-- start of Supplied entries --

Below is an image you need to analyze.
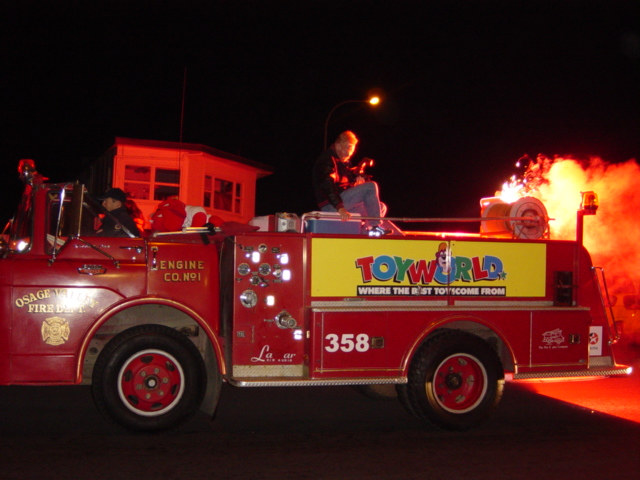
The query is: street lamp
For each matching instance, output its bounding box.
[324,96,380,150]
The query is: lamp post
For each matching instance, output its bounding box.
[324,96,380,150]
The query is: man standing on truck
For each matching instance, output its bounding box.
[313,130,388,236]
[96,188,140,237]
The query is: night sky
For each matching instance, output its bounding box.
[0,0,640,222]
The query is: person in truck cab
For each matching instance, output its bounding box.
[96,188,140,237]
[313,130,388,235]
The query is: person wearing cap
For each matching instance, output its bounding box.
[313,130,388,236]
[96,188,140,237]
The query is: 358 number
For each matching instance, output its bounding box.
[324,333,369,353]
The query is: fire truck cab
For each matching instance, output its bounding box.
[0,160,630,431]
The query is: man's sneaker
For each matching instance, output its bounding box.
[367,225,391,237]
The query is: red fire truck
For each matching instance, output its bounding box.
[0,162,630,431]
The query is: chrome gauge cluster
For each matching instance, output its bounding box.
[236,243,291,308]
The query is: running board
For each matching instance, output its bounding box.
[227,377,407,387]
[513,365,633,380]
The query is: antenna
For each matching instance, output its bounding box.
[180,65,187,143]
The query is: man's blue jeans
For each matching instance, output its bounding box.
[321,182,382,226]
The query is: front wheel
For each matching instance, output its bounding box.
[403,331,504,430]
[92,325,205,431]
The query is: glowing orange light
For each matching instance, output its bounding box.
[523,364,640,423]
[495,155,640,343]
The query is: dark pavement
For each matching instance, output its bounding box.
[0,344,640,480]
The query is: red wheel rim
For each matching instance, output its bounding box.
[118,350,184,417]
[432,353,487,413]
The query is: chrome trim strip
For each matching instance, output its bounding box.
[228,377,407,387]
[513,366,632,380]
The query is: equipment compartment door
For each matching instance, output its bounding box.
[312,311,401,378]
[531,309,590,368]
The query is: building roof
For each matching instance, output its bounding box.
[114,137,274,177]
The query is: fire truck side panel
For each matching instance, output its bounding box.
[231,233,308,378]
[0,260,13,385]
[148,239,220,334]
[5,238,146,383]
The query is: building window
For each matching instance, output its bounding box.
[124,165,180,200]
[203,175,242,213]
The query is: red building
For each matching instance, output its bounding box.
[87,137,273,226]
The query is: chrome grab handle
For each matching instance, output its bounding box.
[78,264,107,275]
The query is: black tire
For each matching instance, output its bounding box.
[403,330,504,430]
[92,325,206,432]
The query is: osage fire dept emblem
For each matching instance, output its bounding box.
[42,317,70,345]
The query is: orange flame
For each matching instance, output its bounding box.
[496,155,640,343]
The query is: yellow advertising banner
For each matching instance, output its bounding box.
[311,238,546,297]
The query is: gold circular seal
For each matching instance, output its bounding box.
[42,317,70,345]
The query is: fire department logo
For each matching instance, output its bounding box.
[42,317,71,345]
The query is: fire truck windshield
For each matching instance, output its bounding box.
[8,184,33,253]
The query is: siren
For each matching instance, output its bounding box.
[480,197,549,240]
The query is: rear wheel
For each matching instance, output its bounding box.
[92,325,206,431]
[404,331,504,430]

-- end of Supplied entries --
-- start of Supplied entries --

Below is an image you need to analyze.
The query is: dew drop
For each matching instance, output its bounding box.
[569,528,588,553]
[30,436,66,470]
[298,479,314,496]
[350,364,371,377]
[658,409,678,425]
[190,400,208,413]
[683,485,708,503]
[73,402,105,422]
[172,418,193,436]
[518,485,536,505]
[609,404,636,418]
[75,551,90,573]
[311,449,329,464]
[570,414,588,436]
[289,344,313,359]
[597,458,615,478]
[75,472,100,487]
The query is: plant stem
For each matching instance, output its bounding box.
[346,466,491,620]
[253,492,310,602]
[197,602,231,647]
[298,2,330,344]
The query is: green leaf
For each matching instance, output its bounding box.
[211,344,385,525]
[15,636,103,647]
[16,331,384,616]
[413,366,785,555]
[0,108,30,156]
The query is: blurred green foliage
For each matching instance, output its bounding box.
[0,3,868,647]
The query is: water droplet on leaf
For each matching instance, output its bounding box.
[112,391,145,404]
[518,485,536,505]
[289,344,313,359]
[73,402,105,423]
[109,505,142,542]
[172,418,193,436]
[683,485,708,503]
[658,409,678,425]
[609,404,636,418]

-- end of Supplied entries --

Exercise task –
Rewrite the data from the line that contains "The query is: plant stem" through the line that contains "[0,3,868,647]", copying every line and multiplying each bounding-box coordinate in the answers by 1.4, rounded to a whole number with halves rounded up. Return only those lines, leaving all other text unchanged.

Reply –
The query is: plant stem
For each matching instance, output its bounding box.
[484,652,687,868]
[354,689,434,843]
[276,843,323,906]
[417,3,462,482]
The query is: green leaf
For each matching instance, output its bounding box.
[295,482,539,735]
[21,890,144,906]
[22,463,538,862]
[578,512,1099,777]
[0,151,42,218]
The query is: blurred green foliage
For each matching instance, output its bounding box.
[0,4,1215,906]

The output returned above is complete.